§ Goal
Reproduce the data below line for line and without changes, leaving out the pictures.
───── Information provided ─────
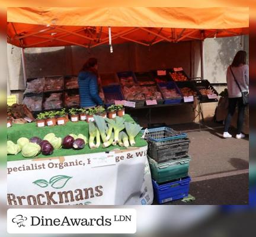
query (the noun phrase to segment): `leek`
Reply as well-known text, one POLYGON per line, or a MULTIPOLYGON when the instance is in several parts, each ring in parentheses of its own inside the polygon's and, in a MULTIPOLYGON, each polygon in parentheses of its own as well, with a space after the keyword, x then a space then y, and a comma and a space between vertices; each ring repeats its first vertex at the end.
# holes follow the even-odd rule
POLYGON ((142 130, 142 127, 137 124, 127 122, 124 123, 124 126, 129 136, 130 144, 131 146, 134 146, 136 143, 135 138, 142 130))
POLYGON ((106 121, 113 126, 114 129, 114 140, 118 143, 119 142, 119 133, 124 129, 124 120, 117 116, 116 120, 113 119, 105 118, 106 121))
POLYGON ((111 136, 110 136, 110 139, 107 142, 105 142, 103 144, 103 148, 107 148, 107 147, 111 146, 113 142, 114 142, 114 133, 112 133, 111 136))
POLYGON ((94 118, 103 142, 106 142, 107 140, 105 134, 105 123, 104 118, 102 116, 97 115, 94 115, 94 118))
POLYGON ((96 145, 95 148, 98 148, 100 145, 100 131, 98 129, 96 129, 96 145))
POLYGON ((124 146, 125 146, 126 148, 129 147, 129 144, 128 136, 125 132, 121 132, 121 139, 122 139, 124 146))
POLYGON ((94 123, 89 123, 89 146, 91 149, 95 148, 95 145, 94 144, 94 139, 96 137, 96 127, 94 125, 94 123))

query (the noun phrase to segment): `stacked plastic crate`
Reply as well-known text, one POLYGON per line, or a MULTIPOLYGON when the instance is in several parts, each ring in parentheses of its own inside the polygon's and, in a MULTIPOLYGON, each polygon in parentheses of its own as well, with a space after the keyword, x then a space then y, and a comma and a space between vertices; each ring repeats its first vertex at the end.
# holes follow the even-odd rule
POLYGON ((187 134, 163 127, 145 130, 155 197, 159 204, 188 195, 190 177, 187 134))

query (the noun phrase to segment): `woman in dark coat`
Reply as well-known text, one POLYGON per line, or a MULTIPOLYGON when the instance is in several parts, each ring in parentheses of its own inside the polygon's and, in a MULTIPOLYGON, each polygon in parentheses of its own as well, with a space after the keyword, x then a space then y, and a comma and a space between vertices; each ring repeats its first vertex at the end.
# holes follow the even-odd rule
POLYGON ((81 107, 102 105, 103 101, 99 96, 97 84, 98 62, 89 58, 78 74, 78 85, 81 107))

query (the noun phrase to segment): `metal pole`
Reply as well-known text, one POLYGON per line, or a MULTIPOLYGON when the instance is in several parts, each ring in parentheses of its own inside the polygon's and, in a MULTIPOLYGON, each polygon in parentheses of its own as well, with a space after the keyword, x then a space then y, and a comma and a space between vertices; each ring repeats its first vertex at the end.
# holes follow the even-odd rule
POLYGON ((204 44, 203 40, 201 40, 201 78, 202 79, 204 79, 204 44))
POLYGON ((25 86, 25 87, 27 86, 27 73, 25 72, 25 55, 24 55, 24 48, 21 48, 21 62, 22 62, 22 65, 23 65, 24 86, 25 86))

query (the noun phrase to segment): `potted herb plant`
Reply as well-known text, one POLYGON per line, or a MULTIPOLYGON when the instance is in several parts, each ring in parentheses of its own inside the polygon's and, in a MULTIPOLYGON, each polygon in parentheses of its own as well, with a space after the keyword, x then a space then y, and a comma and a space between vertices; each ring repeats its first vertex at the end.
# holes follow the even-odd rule
POLYGON ((69 113, 71 116, 71 121, 78 122, 79 121, 79 111, 78 109, 75 108, 71 108, 69 110, 69 113))
POLYGON ((123 117, 124 115, 124 107, 122 104, 116 105, 117 116, 123 117))
POLYGON ((116 108, 115 105, 112 105, 108 107, 108 118, 114 118, 116 117, 116 108))
POLYGON ((87 114, 86 114, 87 110, 86 110, 86 108, 81 108, 79 110, 80 111, 80 113, 79 113, 80 120, 81 121, 86 121, 86 118, 87 118, 87 114))
POLYGON ((66 111, 65 108, 56 112, 57 124, 65 125, 66 123, 66 111))
POLYGON ((56 112, 50 111, 45 112, 44 114, 46 115, 46 123, 47 126, 55 126, 56 124, 56 112))
POLYGON ((104 118, 107 117, 107 113, 105 111, 105 108, 103 106, 98 106, 97 108, 96 108, 96 113, 98 115, 100 115, 104 118))
POLYGON ((36 119, 36 124, 37 127, 44 127, 46 125, 46 114, 44 113, 40 113, 37 114, 37 119, 36 119))
POLYGON ((94 121, 94 118, 93 117, 94 114, 96 113, 95 108, 88 108, 87 111, 87 123, 92 122, 94 121))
─────
§ Right answer
query (the noun phrase to segment): `leek`
Reply as well-known text, one POLYGON per line, or a MULTIPOLYGON when the instance is in several parts, each ring in parentheses of its own inside the polygon's and, in a MULTIPOLYGON, each polygon in parentheses of its own as well, with a space after the keyword, x then a space then y, and a comma and a space between vertices; each ring repeats its first vertex at the end.
# holes follow the even-odd rule
POLYGON ((142 130, 142 127, 137 124, 127 122, 124 123, 124 126, 129 136, 130 144, 131 146, 134 146, 136 143, 135 138, 142 130))
POLYGON ((106 121, 113 126, 114 129, 114 140, 118 143, 119 142, 119 133, 124 129, 124 120, 117 116, 116 120, 113 119, 105 118, 106 121))
POLYGON ((111 136, 110 136, 110 139, 107 142, 105 142, 103 144, 103 148, 107 148, 107 147, 111 146, 113 142, 114 142, 114 133, 112 133, 111 136))
POLYGON ((94 118, 103 142, 106 142, 107 140, 105 134, 105 123, 104 118, 102 116, 97 115, 94 115, 94 118))
POLYGON ((96 145, 95 148, 98 148, 100 145, 100 131, 98 129, 96 129, 96 145))
POLYGON ((124 146, 125 146, 126 148, 129 147, 129 144, 128 136, 125 132, 121 132, 121 139, 122 139, 124 146))
POLYGON ((94 123, 89 123, 89 146, 91 149, 95 148, 95 145, 94 144, 94 139, 96 137, 96 127, 94 125, 94 123))

query (the noun phrase to segment): `stacked plastic crate`
Reply as well-known text, one POLYGON per line, or a MULTIPOLYGON when the instance is in several parts, each ring in parentheses of its own inside the polygon's and, in a MULTIPOLYGON, each polygon in parentheses of its own as well, with a space after the keyword, x then a space then y, and a comma and a space between vertices; each ring repeats its first vertex at the end.
# holes follow the even-odd rule
POLYGON ((187 134, 163 127, 145 130, 155 197, 159 204, 188 195, 190 177, 187 134))

query (the noun phrase to segment): `woman in dark coat`
Reply as well-known text, one POLYGON per line, or a MULTIPOLYGON when the instance is in several parts, each ring in parentheses of its own inside the polygon's and, in a MULTIPOLYGON, each polygon in parentheses of its own as well, with a space after the keyword, x then a space then y, and a comma and a space between vertices; each ring repeats its first vertex at the end.
# holes follow the even-odd rule
POLYGON ((81 107, 102 105, 103 101, 99 96, 97 84, 98 62, 89 58, 78 74, 78 85, 81 107))

query (the noun phrase to segment): `metal pole`
Reply as well-known text, one POLYGON per line, or a MULTIPOLYGON when the instance is in several parts, each ring in parentheses of its own inside the polygon's and, in a MULTIPOLYGON, each polygon in parentheses of its own as well, with a space after the keyword, x then a space then y, and a comma and a space between vertices; each ring repeats its first vertex at the end.
# holes follow the even-odd rule
POLYGON ((204 44, 203 40, 201 40, 201 78, 202 79, 204 79, 204 44))
POLYGON ((25 86, 25 87, 27 86, 27 73, 25 72, 25 55, 24 55, 24 48, 21 48, 21 62, 22 62, 22 65, 23 65, 24 86, 25 86))

query (the noun phrase to segment): `potted herb plant`
Reply as well-known text, one POLYGON per line, or a MULTIPOLYGON when the instance is in several parts, each ring in parentheses of its own inside the polygon's and, in a MULTIPOLYGON, each polygon in parentheses of its own as well, with a space after the keyword, x then a space then y, and a comma and a space between vertices; each ring repeats its first vertex at the end.
# holes follow the even-odd rule
POLYGON ((69 113, 71 116, 71 121, 78 122, 79 121, 79 111, 78 109, 75 108, 71 108, 69 110, 69 113))
POLYGON ((123 117, 124 115, 124 107, 122 104, 116 105, 117 116, 123 117))
POLYGON ((116 108, 115 105, 112 105, 108 107, 108 118, 114 118, 116 117, 116 108))
POLYGON ((87 114, 86 114, 87 110, 86 110, 86 108, 81 108, 79 110, 80 111, 80 113, 79 113, 80 120, 81 121, 86 121, 86 118, 87 118, 87 114))
POLYGON ((66 111, 65 108, 56 112, 57 124, 65 125, 66 123, 66 111))
POLYGON ((56 112, 50 111, 45 112, 44 114, 46 115, 46 123, 47 126, 55 126, 56 124, 56 112))
POLYGON ((104 118, 107 117, 107 113, 105 111, 105 108, 103 106, 98 106, 97 108, 96 108, 96 113, 98 115, 100 115, 104 118))
POLYGON ((36 119, 36 124, 37 127, 44 127, 46 125, 46 114, 44 113, 40 113, 37 114, 37 119, 36 119))
POLYGON ((94 121, 94 118, 93 117, 94 114, 96 113, 95 108, 88 108, 87 111, 87 123, 92 122, 94 121))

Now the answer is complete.